TASK TO COMPLETE → This exercise calls for all the entries that follow to be set down exactly, without their images.

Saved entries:
****************
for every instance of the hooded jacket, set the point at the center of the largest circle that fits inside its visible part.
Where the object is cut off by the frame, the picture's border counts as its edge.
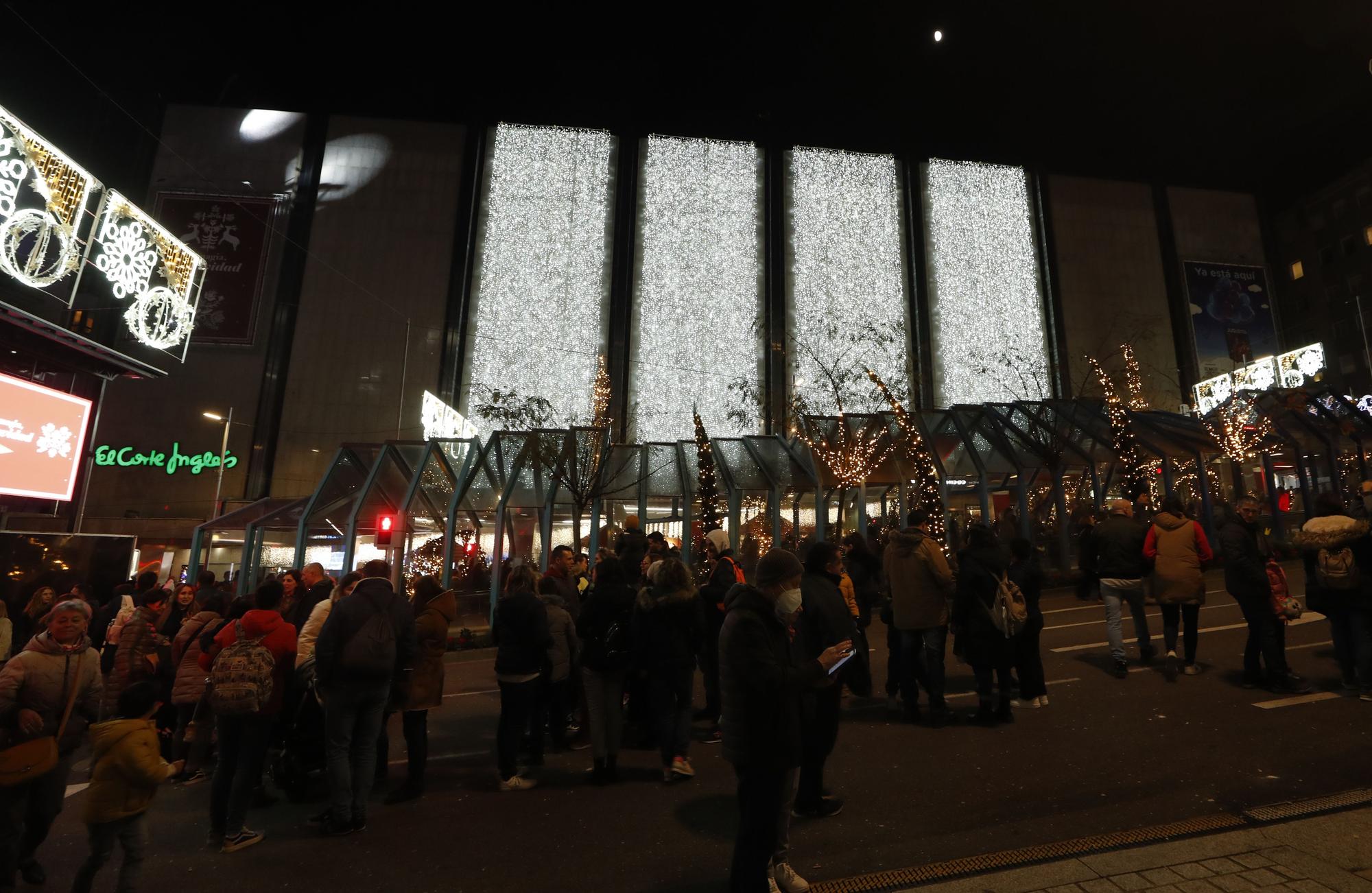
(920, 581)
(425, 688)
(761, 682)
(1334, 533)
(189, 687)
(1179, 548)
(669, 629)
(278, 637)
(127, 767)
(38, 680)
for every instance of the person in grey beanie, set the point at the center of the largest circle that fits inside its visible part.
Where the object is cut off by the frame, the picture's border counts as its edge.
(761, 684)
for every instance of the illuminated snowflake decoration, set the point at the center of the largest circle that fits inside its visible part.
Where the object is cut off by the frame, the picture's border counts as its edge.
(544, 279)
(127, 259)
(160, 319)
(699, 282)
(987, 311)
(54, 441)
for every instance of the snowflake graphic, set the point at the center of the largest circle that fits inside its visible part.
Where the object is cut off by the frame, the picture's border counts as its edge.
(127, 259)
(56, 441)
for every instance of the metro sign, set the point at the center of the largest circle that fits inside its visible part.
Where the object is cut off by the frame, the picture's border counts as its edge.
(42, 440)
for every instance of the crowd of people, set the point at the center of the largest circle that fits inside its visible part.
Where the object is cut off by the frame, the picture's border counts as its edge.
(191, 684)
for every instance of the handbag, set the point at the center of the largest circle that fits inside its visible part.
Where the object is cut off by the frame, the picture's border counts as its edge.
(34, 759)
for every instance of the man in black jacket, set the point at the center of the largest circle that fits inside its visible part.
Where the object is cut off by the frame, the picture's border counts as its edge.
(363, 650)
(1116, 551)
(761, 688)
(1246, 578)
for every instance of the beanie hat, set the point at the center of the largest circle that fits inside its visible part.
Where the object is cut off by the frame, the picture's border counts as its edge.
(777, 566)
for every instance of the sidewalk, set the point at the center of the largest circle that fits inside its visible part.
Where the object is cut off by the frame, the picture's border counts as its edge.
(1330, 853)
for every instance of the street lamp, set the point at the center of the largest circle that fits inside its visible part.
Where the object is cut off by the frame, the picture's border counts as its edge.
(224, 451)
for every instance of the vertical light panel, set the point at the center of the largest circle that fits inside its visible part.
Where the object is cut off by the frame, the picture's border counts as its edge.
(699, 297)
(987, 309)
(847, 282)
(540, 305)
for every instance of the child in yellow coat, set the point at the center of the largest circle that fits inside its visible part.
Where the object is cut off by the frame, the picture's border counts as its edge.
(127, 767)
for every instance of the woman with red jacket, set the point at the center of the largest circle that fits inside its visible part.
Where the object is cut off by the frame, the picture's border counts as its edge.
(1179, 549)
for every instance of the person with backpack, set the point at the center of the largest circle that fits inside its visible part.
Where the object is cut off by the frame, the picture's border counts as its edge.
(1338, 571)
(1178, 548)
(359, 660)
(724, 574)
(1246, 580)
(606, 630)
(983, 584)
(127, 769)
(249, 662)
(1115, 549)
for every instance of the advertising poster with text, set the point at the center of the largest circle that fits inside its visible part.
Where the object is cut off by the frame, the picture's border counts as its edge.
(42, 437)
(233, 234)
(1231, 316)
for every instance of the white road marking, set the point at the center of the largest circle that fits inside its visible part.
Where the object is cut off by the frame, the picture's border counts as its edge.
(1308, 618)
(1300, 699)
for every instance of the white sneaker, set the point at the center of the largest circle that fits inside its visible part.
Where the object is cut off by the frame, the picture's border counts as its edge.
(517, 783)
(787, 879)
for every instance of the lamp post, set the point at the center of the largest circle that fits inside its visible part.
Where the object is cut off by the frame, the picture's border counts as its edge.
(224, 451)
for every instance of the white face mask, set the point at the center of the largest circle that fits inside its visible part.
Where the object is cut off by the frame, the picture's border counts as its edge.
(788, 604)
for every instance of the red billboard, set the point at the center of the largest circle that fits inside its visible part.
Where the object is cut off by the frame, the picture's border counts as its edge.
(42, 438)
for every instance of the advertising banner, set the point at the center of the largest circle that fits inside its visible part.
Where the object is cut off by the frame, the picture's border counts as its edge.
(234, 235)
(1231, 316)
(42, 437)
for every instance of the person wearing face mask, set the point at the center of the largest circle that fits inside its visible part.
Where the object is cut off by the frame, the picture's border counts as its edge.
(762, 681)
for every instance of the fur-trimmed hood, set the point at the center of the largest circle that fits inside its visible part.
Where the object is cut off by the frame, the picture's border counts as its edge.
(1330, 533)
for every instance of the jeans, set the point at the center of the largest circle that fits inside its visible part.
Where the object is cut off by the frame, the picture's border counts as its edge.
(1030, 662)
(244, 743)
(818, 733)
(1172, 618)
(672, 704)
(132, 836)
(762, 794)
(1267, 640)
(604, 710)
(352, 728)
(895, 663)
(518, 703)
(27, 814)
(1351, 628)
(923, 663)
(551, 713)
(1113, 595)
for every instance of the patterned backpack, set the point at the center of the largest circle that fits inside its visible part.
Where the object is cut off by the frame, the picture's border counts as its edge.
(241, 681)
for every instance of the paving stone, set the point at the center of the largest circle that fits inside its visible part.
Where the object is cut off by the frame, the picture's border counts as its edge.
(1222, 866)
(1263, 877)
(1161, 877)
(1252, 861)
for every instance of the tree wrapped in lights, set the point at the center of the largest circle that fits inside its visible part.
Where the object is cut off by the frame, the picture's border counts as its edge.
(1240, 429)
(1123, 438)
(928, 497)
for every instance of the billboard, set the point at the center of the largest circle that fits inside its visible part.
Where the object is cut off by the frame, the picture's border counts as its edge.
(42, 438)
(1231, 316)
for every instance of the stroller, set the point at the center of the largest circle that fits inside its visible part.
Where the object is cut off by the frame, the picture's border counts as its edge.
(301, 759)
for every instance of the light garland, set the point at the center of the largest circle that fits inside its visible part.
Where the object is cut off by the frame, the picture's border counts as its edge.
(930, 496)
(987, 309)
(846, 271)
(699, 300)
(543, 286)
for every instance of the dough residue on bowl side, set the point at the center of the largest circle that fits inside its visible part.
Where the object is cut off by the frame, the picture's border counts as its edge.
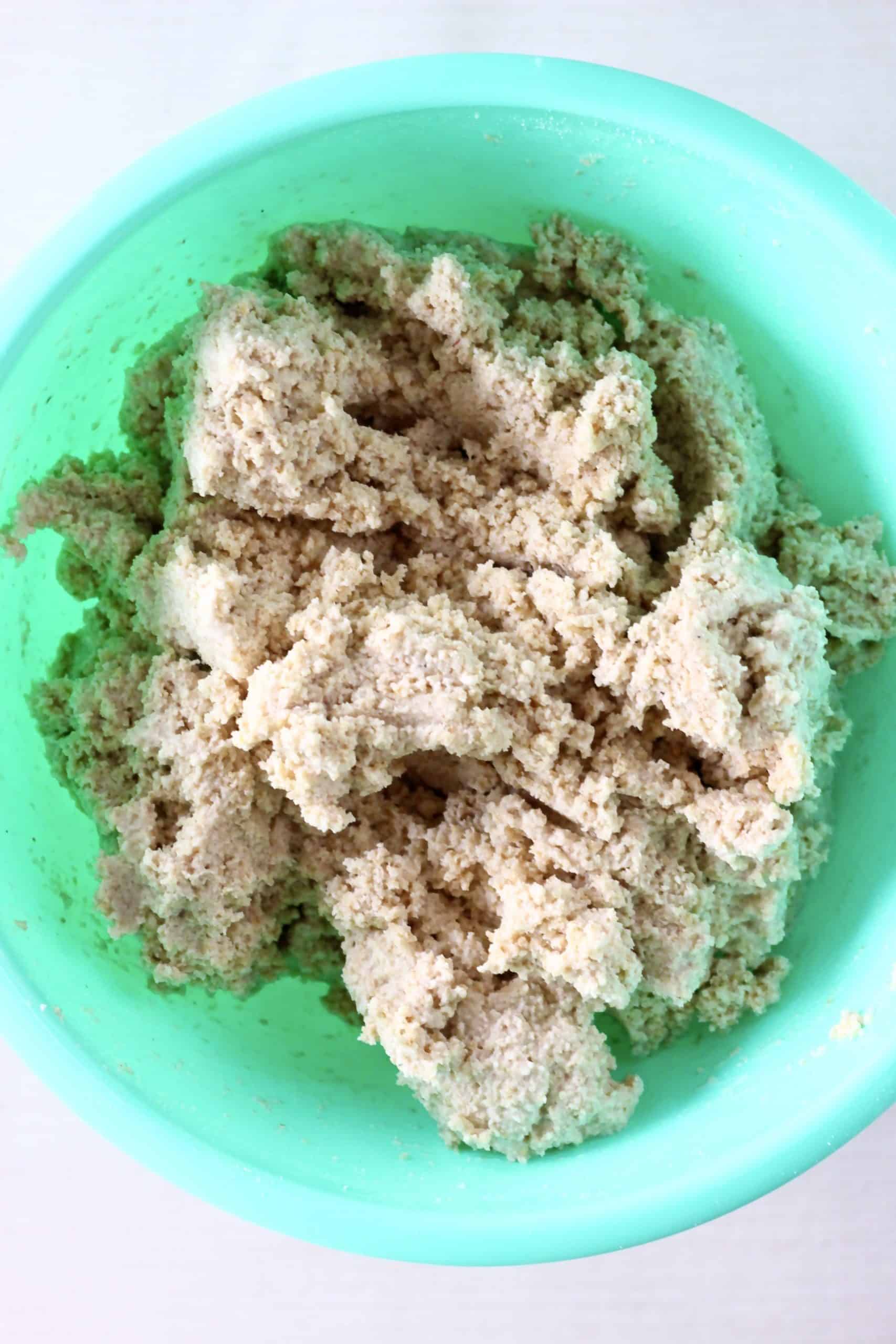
****************
RESULT →
for every instance of the hooded jacket, set the point at the center of the largest circle that fits inside its visible part.
Where the object is cut off by the frame, the picture's border counts as its edge.
(920, 581)
(425, 688)
(761, 682)
(1334, 533)
(189, 687)
(1179, 548)
(669, 629)
(278, 637)
(127, 767)
(38, 680)
for every instance of the person in grey beanie, set the point at the center of the largest circle that fits inside its visible part.
Where the object is cut off by the frame, the picture's border counts as its edge.
(761, 684)
for every instance of the illuminated snowflake decoration, set the point at the center of the largest circle that fits inside its visible part.
Where the object is cut off by the frame, the picture's border counts as its edge.
(544, 279)
(127, 259)
(160, 319)
(699, 282)
(987, 311)
(54, 441)
for every instance of the snowflake graphic, set the point at the center of the largest circle that fits inside its visible part.
Where the object is cut off by the frame, the picture's border counts as its edge.
(127, 259)
(56, 441)
for every instance of the metro sign, set the point at the center of the largest circle that fits inside its visible part.
Where the object is cut off by the frame, the picture's border counts as its edge.
(42, 440)
for every instance of the crowd of people, set the point at the center of the largest circle that fits inside its visible part.
Where the object is cut off by the frame, the picture's border counts as its edge.
(191, 684)
for every instance of the handbag, set the point at the center of the largest circle that fits inside its visible part.
Where the object is cut off by the frame, the picture's border counts as its edge.
(34, 759)
for every instance of the man in black jacket, set the point at the center of the largest circle that fits inside its visible part.
Where the object is cut off by the frame, the picture's border counts as its edge.
(363, 650)
(1116, 551)
(761, 688)
(1246, 578)
for every instance of the beanie hat, set the point at the center of the largest circle that fits inside its visible part.
Where the object is cut off by the frame, the picture's border counts as its edge.
(777, 566)
for every instance of the sidewalk, set the point at the center of the largest circle that fits inside its visible part.
Where the object is cut off by the frame, the picture's border counts as its edge.
(1330, 853)
for every instance of the street lamp, set the point at the center of the largest circle that fits inside its visible part.
Where the object is cut off by the frame, the picture's border counts as its edge.
(224, 451)
for every instance of the vertical light panel, set the point at the center of the largest circle that fits inside its visible part.
Where the object is cut off by the frame, the picture's border counts as its edge.
(699, 297)
(987, 309)
(847, 282)
(540, 305)
for every instance of the child in yellow coat, set the point at the center of the largest circle that fits inside its visible part.
Where the object is cut off by the frame, the picture's border counts as its edge.
(127, 767)
for every instance of the woman with red jacket, set the point at the center of the largest circle that fits inside its visible part.
Where the object is cut off by the frame, the picture's border counts as its edge.
(1179, 549)
for every instance of the person with backpack, set the point at the center of the largest circle that fits inside its visible part.
Where the object is cut off by the frame, the picture's border counts as its edge.
(1338, 571)
(1178, 548)
(359, 660)
(724, 574)
(1246, 580)
(606, 630)
(983, 584)
(127, 769)
(249, 662)
(1115, 549)
for every instance of the advertising poster with text, set the point at the center of the largest circle that fits inside its visible part.
Where the object is cut off by the frame, the picture's border counts as its edge.
(42, 437)
(233, 234)
(1231, 316)
for every instance of the white road marking, set the point at the center of the largest circle that fits inside its visible part.
Where the object is cut off by the frame, the picture's border counts as its edge.
(1308, 618)
(1300, 699)
for every instance of the white sneaker, set the point at the center of the largest circle that fits inside its visible part.
Where the object is cut off by the frame, the picture's border counts as its edge.
(517, 783)
(787, 879)
for every instance of the lamp post, set the point at the center of the largest circle that fits inside its visible part.
Where the object is cut off by the frame, the picture's border counts as its edge.
(224, 451)
for every instance of the white face mask, set the point at the center of the largest circle that fits inside its visible part.
Where the object is cut off by the frame, the picture's border counts as its edge.
(788, 604)
for every instance of the red billboard, set the point at the center of the largest circle that fits inside its visible part.
Where the object is cut off by the frame, the picture's border counts as its edge.
(42, 438)
for every instance of the advertising banner, set the point at the center of the largest circle that fits inside its visible part.
Where the object is cut off by the frame, the picture's border counts as its edge.
(234, 235)
(1231, 316)
(42, 437)
for every instance of the person wearing face mask, set the point at the center of the largest circle that fits inside its visible part.
Where the object is cut off by the frame, the picture's border counts as its edge.
(762, 681)
for every instance of the fur-trimmed hood, set the point at the center of the largest circle that fits inside its visible part.
Where the object is cut off by the frame, the picture's border counts as its edge.
(1330, 533)
for every instance of the jeans, set the point at the center of the largest circle that fits inside its visible part.
Where the object is cut off by the frame, the picture's border counts as its edge.
(1030, 662)
(244, 743)
(818, 733)
(1172, 618)
(672, 704)
(132, 836)
(762, 794)
(1267, 640)
(604, 710)
(352, 728)
(895, 663)
(518, 703)
(27, 814)
(1351, 628)
(923, 663)
(551, 713)
(1113, 595)
for every instance of the patterned backpack, set the point at the center of the largest circle that fits inside its visible part.
Where the object is cut off by the frame, the picture's border counts as its edge.
(241, 681)
for every instance of the paving stone, set the point at the center of the largest circle that fits inside its visible part.
Where the object is cut off by the frame, the picture's border counts as its edge.
(1222, 866)
(1263, 877)
(1161, 877)
(1252, 861)
for every instance of the tree wrapped in lights, set the point at the center of the largest circle that fits inside its visible part.
Where the object is cut off by the frame, the picture's border counts as its edge.
(1240, 429)
(1123, 438)
(928, 497)
for every instance of the billboard, set the point at the center of the largest circle that fits inside its visible part.
Where the object is cut off by the frame, the picture's border counts as its edge.
(42, 438)
(1231, 316)
for every instance of the stroller, set the point at the center of the largest circle that fits inside its visible part.
Where the object is cut off by the frame, the picture's border counts as its edge.
(301, 759)
for every instance of the light garland, set the point at the center of the largest circle that fits inside its visible part.
Where the object is cut off by the frame, the picture's border counts as its edge.
(930, 496)
(987, 309)
(846, 271)
(699, 300)
(543, 286)
for every instance of the dough residue on bowl side, set the point at the center of the largest circle that fits inside its visible part.
Where the object is cut off by the frame, the picture's border counts as its edge.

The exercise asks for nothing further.